>> begin Available records

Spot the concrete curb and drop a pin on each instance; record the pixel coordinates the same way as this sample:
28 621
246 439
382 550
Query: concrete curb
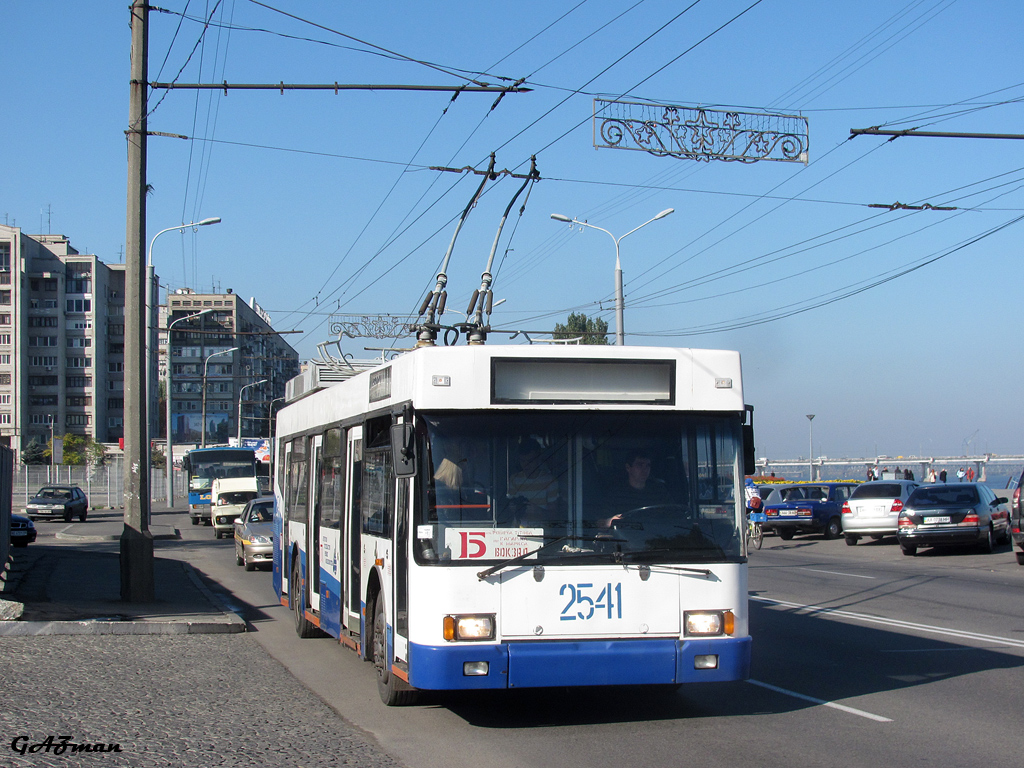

>> end Available records

• _Task prompt_: Rewrite the rows above, changing "concrete curb" to "stone curb" and keeping everything else the same. Leave the pictures out.

• _The output_:
Spot the stone curb and drop a pin on each instance; record the pixel coordinates the same way as this sample:
28 621
246 439
382 550
Query: stone curb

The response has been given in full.